Data excerpts:
=-=-=-=-=

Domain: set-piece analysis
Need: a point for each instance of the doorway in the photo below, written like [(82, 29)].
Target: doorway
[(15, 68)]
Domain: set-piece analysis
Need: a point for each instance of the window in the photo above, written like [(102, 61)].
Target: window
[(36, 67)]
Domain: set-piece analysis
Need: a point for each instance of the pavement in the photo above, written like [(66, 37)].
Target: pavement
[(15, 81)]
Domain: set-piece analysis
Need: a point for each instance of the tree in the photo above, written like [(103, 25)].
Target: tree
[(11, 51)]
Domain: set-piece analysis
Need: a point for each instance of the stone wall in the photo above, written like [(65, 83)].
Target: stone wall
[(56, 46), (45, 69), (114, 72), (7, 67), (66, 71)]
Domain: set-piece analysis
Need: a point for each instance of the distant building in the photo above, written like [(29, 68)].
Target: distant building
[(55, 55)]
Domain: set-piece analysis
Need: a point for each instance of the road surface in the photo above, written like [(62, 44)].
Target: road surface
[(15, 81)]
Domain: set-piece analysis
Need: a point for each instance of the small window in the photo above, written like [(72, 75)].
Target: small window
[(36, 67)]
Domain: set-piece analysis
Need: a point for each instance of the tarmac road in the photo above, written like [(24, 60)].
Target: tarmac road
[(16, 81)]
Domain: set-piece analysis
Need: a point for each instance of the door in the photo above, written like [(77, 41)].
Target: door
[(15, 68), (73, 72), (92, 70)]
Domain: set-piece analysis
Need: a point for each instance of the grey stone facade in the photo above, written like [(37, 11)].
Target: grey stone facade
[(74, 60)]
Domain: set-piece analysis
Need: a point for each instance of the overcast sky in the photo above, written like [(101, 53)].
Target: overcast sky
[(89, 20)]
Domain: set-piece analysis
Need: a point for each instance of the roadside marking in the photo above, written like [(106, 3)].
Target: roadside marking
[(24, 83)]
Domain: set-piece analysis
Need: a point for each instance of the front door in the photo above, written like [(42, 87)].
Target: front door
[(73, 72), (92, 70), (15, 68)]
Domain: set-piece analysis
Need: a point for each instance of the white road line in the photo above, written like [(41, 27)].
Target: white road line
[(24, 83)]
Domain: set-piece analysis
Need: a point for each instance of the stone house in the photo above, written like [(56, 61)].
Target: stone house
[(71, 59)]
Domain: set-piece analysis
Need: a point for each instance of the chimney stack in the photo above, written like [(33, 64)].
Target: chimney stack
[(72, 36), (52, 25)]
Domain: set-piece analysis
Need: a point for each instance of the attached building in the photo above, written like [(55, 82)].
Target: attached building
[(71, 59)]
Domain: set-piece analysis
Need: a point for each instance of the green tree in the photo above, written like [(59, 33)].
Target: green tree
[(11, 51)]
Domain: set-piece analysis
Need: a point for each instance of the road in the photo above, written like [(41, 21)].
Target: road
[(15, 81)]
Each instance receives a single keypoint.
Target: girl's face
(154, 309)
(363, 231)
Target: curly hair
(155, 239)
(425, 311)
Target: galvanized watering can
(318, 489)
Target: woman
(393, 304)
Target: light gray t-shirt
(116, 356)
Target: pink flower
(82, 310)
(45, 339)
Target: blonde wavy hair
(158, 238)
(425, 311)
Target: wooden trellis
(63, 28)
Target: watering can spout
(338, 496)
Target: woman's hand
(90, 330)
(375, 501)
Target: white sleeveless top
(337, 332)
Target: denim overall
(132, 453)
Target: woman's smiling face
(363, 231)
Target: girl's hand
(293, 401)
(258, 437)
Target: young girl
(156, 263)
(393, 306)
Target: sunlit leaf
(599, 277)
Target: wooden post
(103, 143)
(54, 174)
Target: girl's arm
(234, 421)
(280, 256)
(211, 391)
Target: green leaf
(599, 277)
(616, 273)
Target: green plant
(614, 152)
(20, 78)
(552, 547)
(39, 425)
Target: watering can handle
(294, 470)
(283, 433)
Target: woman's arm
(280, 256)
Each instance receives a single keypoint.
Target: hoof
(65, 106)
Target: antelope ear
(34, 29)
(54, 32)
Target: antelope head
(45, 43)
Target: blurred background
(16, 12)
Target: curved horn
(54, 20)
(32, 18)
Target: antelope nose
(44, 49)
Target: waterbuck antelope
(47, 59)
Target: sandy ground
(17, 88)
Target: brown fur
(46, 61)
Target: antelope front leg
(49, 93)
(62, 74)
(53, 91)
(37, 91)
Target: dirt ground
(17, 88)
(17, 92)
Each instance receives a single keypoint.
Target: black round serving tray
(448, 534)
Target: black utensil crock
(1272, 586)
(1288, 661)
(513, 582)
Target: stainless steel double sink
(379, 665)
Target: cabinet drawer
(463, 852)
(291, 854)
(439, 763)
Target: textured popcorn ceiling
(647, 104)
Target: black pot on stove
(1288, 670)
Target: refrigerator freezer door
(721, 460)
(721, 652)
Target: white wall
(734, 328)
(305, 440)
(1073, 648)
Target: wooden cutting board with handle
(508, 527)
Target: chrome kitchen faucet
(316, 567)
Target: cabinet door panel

=-=-=-=-=

Repeat all of the records, letter for letter.

Domain: set-piece analysis
Need: a point for each instance of the doorway in the photo below, written like [(82, 29)].
Target: doorway
[(15, 68)]
Domain: set-piece analysis
Need: a point for each instance of the window in the photo above, written like [(102, 61)].
Target: window
[(36, 67)]
Domain: set-piece analysis
Need: a point for each instance of the pavement in the photo above, written like [(66, 37)].
Target: pavement
[(15, 81)]
Domain: set-piece analysis
Need: a point for each instance of the tree in the photo above, written like [(103, 25)].
Target: tree
[(11, 51)]
Domain: set-piece analysis
Need: a point for each instance of the stone wall in the photo above, written like [(65, 83)].
Target: stone wall
[(56, 46), (45, 69), (114, 72), (7, 67), (66, 71)]
Domain: set-piece analysis
Need: a point for each instance of the distant building in the photo above, written like [(29, 68)].
Target: distant building
[(55, 55)]
Domain: set-piece analysis
Need: a point for each instance of the road surface in the photo above, written like [(62, 44)].
Target: road surface
[(15, 81)]
Domain: set-piece analysis
Need: a point for each instance of the small window in the photo above, written like [(72, 75)].
Target: small window
[(36, 67)]
Domain: set-piece analysis
Need: a point for each instance of the tarmac road in the photo above, written like [(24, 60)].
Target: tarmac road
[(16, 81)]
Domain: set-piece analysis
Need: a point for each instance of the door in the photo above, written like [(77, 41)].
Target: door
[(15, 68), (73, 72), (92, 70)]
Domain: set-piece analysis
Need: a point for each instance of the grey stone facade in the photo above, written like [(37, 11)].
Target: grey stone facade
[(74, 60)]
Domain: set-piece analysis
Need: a point for each instance of the overcast sky in the photo above, written like [(101, 53)].
Target: overcast sky
[(89, 20)]
Domain: set-piece analysis
Need: a point for each instance of the roadside marking in the photo above, written like [(106, 3)].
Target: roadside marking
[(24, 83)]
Domain: set-piece analysis
Need: a point for each instance of the front door in the photo above, written like [(42, 87)].
Target: front door
[(73, 72), (92, 70), (15, 68)]
Domain: set-piece analysis
Need: a point for each instance of the white road line in the photo above, written like [(41, 27)].
Target: white road line
[(24, 83)]
Domain: set-piece analysis
Need: a point for each instance of the stone house in the photo above, written like [(56, 61)].
Target: stone house
[(71, 59)]
Domain: set-piece analysis
Need: a point for each instance of the chimney stack in the photo above, written like [(33, 64)].
Target: chimney stack
[(72, 36), (52, 25)]
Domain: set-piece analysis
Need: a point for each instance of the attached building in the photo above, written like [(55, 82)].
Target: attached building
[(71, 59)]
Domain: set-piece analysis
Need: a point for each instance of the green tree in the photo above, written like [(59, 33)].
Target: green tree
[(11, 51)]
Domain: set-piece analysis
Need: a point for each instance of the road in the photo above, written like [(41, 21)].
Target: road
[(15, 81)]
Each instance receives a single keypoint.
Target: girl's face
(154, 309)
(363, 231)
Target: curly hair
(155, 239)
(425, 311)
Target: galvanized watering can
(318, 489)
Target: woman
(393, 304)
Target: light gray t-shirt
(116, 356)
Target: pink flower
(82, 310)
(45, 339)
Target: blonde wavy hair
(158, 238)
(425, 311)
Target: wooden trellis
(63, 28)
Target: watering can spout
(338, 496)
Target: woman's hand
(90, 330)
(375, 501)
Target: white sleeveless top
(337, 332)
Target: denim overall
(132, 453)
Target: woman's smiling face
(363, 231)
Target: girl's hand
(293, 401)
(258, 437)
Target: young girl
(156, 263)
(393, 306)
Target: sunlit leaf
(599, 277)
Target: wooden post
(103, 143)
(54, 174)
Target: girl's arm
(234, 421)
(280, 256)
(211, 391)
Target: green leaf
(599, 277)
(616, 273)
Target: green plant
(614, 152)
(20, 78)
(552, 547)
(39, 425)
Target: watering can handle
(294, 470)
(283, 433)
Target: woman's arm
(280, 256)
Each instance receives a single keypoint.
Target: hoof
(65, 106)
Target: antelope ear
(34, 29)
(54, 32)
Target: antelope head
(45, 43)
Target: blurred background
(16, 12)
Target: curved horn
(54, 20)
(32, 18)
Target: antelope nose
(44, 49)
Target: waterbuck antelope
(47, 59)
Target: sandy ground
(17, 88)
Target: brown fur
(46, 61)
Target: antelope front leg
(49, 93)
(62, 74)
(53, 91)
(37, 91)
Target: dirt ground
(17, 88)
(17, 92)
Each instance receives a single keypoint.
Target: black round serving tray
(448, 534)
Target: black utensil crock
(1272, 586)
(1288, 661)
(513, 582)
Target: stainless steel double sink
(379, 665)
Target: cabinet drawer
(463, 852)
(291, 854)
(439, 763)
Target: textured popcorn ceiling
(647, 104)
Target: black pot on stove
(1288, 670)
Target: refrigerator freezer door
(721, 460)
(721, 652)
Target: white wall
(734, 328)
(305, 440)
(1073, 648)
Target: wooden cutting board with handle
(508, 527)
Target: chrome kitchen faucet
(316, 567)
Target: cabinet door panel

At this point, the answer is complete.